◆ **Consegna 1**
Conta le righe dei record che contengono la stringa "green", distinguendo tra maiuscole e minuscole. Rispondi solo con il numero.

◆ **Estratto del documento**

--- --- ---

Ma che tipo di spedizione si tratta? Come spiega il Consiglio Nazionale delle Ricerche (Cnr), è "una delle missioni italiane in Antartide, finanziate dal Ministero dell’Università e della Ricerca nell’ambito del Programma Nazionale di Ricerche in Antartide (PNRA). Sono gestite dal Cnr per il coordinamento scientifico, dall’ENEA per la pianificazione e l’organizzazione logistica delle attività presso le basi antartiche e dall’Istituto Nazionale di Oceanografia e di Geofisica Sperimentale (OGS) per la gestione tecnica e scientifica della nave rompighiaccio Laura Bassi". La Stazione Concordia è stata costruita ed è gestita in collaborazione con la Francia.

Gabriele Carugati alla stazione italiana Mario Zucchelli: è una base scientifica italiana in Antartide operativa dal 1985 dove è stato qualche giorno prima di iniziare il viaggio di rientro in Italia
Gabriele Carugati alla stazione italiana Mario Zucchelli: è una base scientifica italiana in Antartide operativa dal 1985 dove è stato qualche giorno prima di iniziare il viaggio di rientro in Italia

Come sono andati questi nove mesi di inverno in Antartide? 

Il bilancio è stato positivo perché siamo riusciti a ottenere ottimi risultati per tutti e 45 i progetti di ricerca che avevamo noi 13 ricercatori alla stazione Concordia. Anche il rapporto interpersonale è andato bene, anche perché é la parte più difficile perché ci sono comunque alti e bassi, come in un qualsiasi ambiente di lavoro. Ma l'unica differenza è che non potevamo allontanarci. Siamo sempre riusciti a trovare però un compromesso.

Ci spieghi uno dei progetti di cui ti sei occupato tu? 

Mi sono occupato del campionamento del particolato atmosferico che arriva trasportato dal vento dalle principali zone che stanno attorno all'Antartide, ovvero l'America Latina, il Sudafrica, l'Australia e la Nuova Zelanda. Studiare il particolato lì è fondamentale per capire come si muove e che composizione chimica ha: così da capire l'impatto dell'uomo rispetto al suo ricircolo naturale.

--- --- ---

◆ **Consegna 2**
Elenca le zone attorno all'Antartide da cui, secondo l'estratto, il vento trasporta il particolato atmosferico.

◆ **Record dell'esercizio**
--- --- ---

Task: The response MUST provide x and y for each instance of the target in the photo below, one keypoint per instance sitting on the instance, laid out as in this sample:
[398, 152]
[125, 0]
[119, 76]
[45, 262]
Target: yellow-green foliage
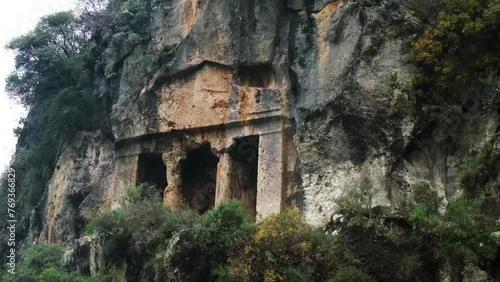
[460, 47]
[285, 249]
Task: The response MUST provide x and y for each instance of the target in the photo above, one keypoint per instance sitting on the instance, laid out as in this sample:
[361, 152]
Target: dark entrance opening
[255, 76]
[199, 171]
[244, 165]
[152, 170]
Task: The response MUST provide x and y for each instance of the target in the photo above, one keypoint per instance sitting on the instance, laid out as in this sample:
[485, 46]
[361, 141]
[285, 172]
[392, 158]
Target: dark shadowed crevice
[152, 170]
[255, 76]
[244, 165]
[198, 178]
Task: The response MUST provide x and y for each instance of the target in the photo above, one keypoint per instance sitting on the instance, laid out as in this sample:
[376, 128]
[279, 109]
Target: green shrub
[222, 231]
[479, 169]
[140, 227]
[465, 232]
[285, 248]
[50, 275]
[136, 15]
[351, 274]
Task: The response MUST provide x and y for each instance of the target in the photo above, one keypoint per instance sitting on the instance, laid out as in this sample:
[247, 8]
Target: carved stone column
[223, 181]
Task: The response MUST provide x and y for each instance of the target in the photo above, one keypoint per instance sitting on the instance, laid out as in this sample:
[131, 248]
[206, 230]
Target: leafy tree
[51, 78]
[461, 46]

--- --- ---

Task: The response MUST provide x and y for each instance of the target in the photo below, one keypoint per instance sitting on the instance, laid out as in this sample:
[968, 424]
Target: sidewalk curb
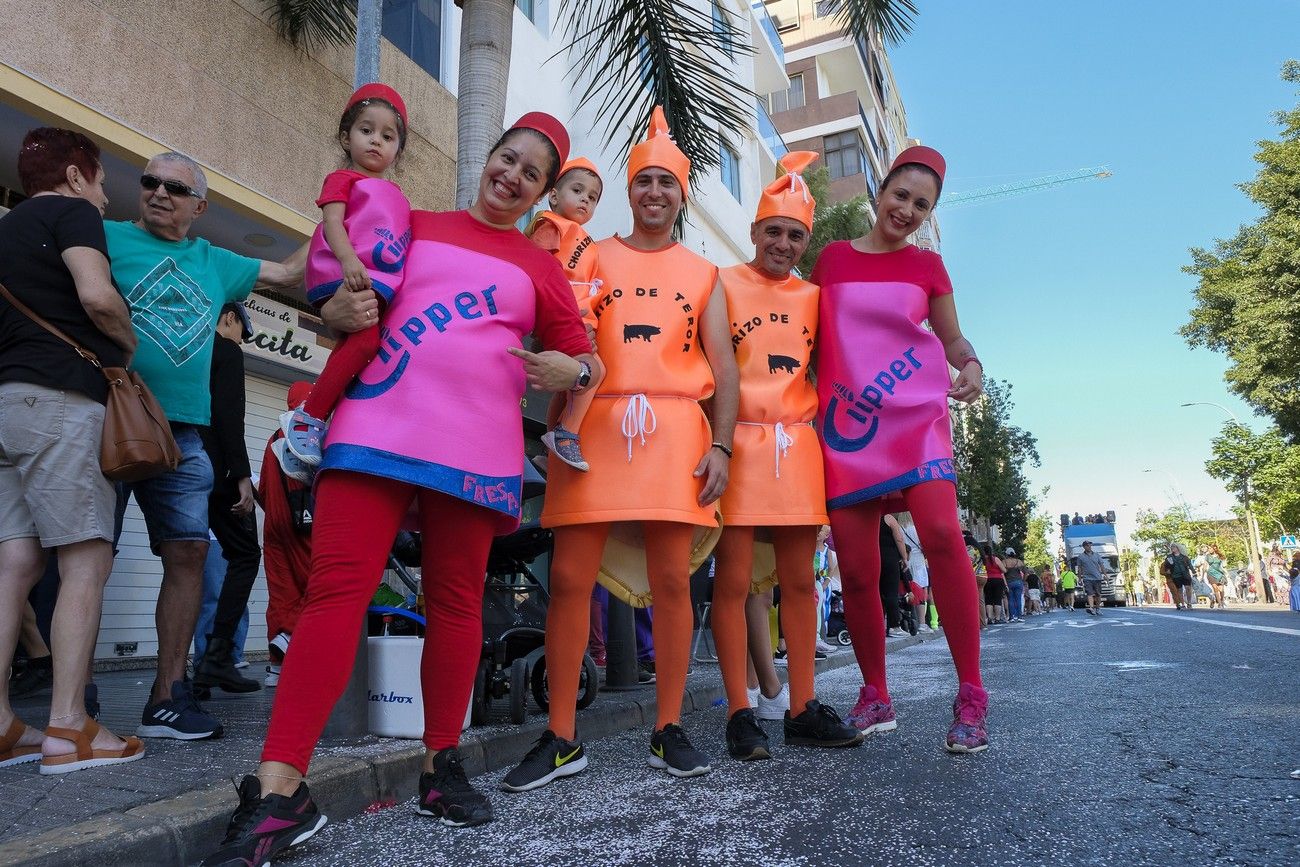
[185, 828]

--- --- ---

◆ **Soluzione dell'esercizio 1**
2

◆ **Soluzione dell'esercizio 2**
America Latina, Sudafrica, Australia, Nuova Zelanda